[Begin AVAILABLE DATA]

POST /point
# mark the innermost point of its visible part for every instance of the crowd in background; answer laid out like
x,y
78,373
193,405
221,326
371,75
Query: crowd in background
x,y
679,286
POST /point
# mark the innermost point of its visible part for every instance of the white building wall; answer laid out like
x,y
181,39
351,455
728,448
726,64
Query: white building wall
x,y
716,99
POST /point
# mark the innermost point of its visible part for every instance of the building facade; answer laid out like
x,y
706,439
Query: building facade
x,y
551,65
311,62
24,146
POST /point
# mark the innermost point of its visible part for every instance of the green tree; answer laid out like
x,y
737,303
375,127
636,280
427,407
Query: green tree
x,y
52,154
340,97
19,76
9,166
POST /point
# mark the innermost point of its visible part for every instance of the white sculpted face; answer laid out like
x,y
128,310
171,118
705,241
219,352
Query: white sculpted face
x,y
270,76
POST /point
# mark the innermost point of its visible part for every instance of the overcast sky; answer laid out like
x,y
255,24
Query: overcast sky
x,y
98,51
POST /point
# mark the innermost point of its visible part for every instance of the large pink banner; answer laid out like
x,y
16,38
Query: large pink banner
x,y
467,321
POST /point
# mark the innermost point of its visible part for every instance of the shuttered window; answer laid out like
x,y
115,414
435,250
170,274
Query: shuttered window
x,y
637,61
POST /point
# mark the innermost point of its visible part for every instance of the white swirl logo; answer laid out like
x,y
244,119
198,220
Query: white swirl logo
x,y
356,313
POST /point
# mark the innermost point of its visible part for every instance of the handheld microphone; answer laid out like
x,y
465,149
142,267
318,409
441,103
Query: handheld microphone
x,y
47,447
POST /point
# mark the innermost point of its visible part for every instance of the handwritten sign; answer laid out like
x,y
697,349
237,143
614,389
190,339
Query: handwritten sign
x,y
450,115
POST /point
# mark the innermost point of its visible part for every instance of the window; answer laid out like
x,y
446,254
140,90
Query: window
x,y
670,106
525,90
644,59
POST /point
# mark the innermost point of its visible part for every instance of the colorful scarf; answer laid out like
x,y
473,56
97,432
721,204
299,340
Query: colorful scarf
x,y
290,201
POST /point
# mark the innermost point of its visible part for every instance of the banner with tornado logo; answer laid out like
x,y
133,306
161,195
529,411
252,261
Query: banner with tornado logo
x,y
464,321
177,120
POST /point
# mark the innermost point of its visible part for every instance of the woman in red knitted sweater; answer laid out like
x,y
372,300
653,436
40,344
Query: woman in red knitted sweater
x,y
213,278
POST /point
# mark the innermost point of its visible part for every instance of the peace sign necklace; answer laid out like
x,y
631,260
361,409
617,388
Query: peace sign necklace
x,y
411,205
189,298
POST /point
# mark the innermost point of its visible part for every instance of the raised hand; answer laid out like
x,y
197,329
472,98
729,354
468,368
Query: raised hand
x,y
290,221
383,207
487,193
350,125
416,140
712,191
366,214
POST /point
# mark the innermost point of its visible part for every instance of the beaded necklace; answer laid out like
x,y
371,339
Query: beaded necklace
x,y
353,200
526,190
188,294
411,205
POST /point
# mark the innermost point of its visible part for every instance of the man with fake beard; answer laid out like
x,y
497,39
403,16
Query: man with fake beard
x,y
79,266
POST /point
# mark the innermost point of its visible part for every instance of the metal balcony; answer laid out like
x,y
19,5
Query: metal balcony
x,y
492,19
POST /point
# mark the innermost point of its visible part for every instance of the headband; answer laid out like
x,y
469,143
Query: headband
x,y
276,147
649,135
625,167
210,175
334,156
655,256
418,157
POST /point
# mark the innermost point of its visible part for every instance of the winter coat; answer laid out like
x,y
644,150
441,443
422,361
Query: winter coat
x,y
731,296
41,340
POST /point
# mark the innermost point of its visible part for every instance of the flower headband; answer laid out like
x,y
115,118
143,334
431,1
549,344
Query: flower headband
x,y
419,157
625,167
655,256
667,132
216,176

[End AVAILABLE DATA]

> _WHAT NEEDS TO BE DONE_
Repeat the material from above exactly, word for word.

> _THE COMPLETED TASK_
POST /point
# mark the innermost point of its visible part for every instance of the crowd in background; answer laid out like
x,y
78,373
193,405
221,326
371,75
Query: crowd in background
x,y
679,286
POST /point
# mark the innermost point of its visible part for every instance of the white building wall; answer laid out like
x,y
181,39
351,455
728,448
726,64
Query: white building wall
x,y
716,99
POST /point
# mark the innermost point of its visible part for every instance of the building facade; answer laid out like
x,y
706,439
Query: building facade
x,y
551,65
311,62
24,146
POST /point
# mark the innermost point of its visible part for every instance of the green tree; answer laid out like
x,y
737,303
375,127
636,280
427,407
Query: green tree
x,y
52,154
340,97
19,76
9,166
POST /point
# mark the innermost point of its visible part for every instance of the white sculpted face; answer laid out like
x,y
128,310
171,118
705,241
219,352
Query: white sculpted face
x,y
270,76
POST /point
# mark the innermost point of its visible part for every instance of the overcast sky; answer laid out like
x,y
255,24
Query: overcast sky
x,y
98,51
POST /point
# mark the innermost point of its visible part for every instance of the large pink banner; answer laid out like
x,y
16,38
Query: large pink banner
x,y
467,321
POST /point
# mark the innermost point of its visible part for every instance of the shuttered window; answer laid out like
x,y
115,414
435,250
170,274
Query: shuttered window
x,y
637,61
POST /point
# mark the innermost point of its visible part for every instance of the white swirl logo; answer laid out like
x,y
244,119
198,220
Query: white swirl logo
x,y
356,313
POST /point
# mark the innermost point of its visible part for every instance of the handheld microphone; answer laid out like
x,y
465,149
142,267
318,409
441,103
Query: handheld microphone
x,y
47,447
POST /point
# mark the innermost point of its visible part for every instance of the handwritten sign; answer laid out like
x,y
697,349
237,143
614,389
190,339
Query: handwritten sign
x,y
450,115
POST /point
# mark the innermost point of its visible part for every instance of the window; answer laid out like
x,y
446,254
140,90
Query: window
x,y
670,106
525,90
644,59
POST /point
# mark the innermost point of its visible part for every instance of the colorful scarf; answer laid out like
x,y
473,56
97,432
721,204
299,340
Query: colorful scarf
x,y
290,201
POST /point
# mark the innermost point of its visible part for every instance of the banner with tornado logo; answer laid out like
x,y
133,306
161,195
529,411
252,261
Query: banner with tornado logo
x,y
464,321
177,120
POST /point
# mark the innermost point of its visible part for every instance of the woman in red knitted sweater; answer laid out like
x,y
372,300
653,436
40,344
Query: woman in red knitted sweater
x,y
213,278
POST /point
# mark the innermost point of its visible part for every instance of the peace sign necklace; answer laid out like
x,y
631,260
361,409
617,388
Query: peace sign necklace
x,y
411,205
189,298
POST /point
# mark the innermost point of its visible part for every instance of the raised hand; answer laid out like
x,y
197,329
472,98
729,354
468,368
Query: raised hand
x,y
290,221
383,207
487,193
350,125
416,140
712,191
366,214
POST /point
# mark the innermost point of its visible part for every instance of the beaded necklace; answer laid out like
x,y
371,339
Query: beaded necklace
x,y
353,200
526,190
188,294
411,205
POST /point
# mark the innermost point of its visible part for every instance of the man with fake beard; answer laid out like
x,y
497,39
403,16
Query: man with fake beard
x,y
79,266
POST /point
# mark the innermost point of its visible part for every instance of the metal balcony; answer laid out like
x,y
19,5
Query: metal balcony
x,y
492,19
POST /point
# mark the innermost point of its visible part for every instance of the headband; answer laid out like
x,y
469,143
Query: headband
x,y
276,147
649,135
625,167
210,175
334,156
655,256
418,157
POST /point
# mark the innermost point of its visible part for every instance of the winter coat; answer laid out like
x,y
644,150
441,443
422,361
Query: winter coat
x,y
731,296
41,340
POST /point
# mark the innermost point of its visible part for every instance of the flower headband; answer laid out like
x,y
115,118
143,334
431,1
549,344
Query: flower headband
x,y
419,157
625,167
655,256
667,132
216,176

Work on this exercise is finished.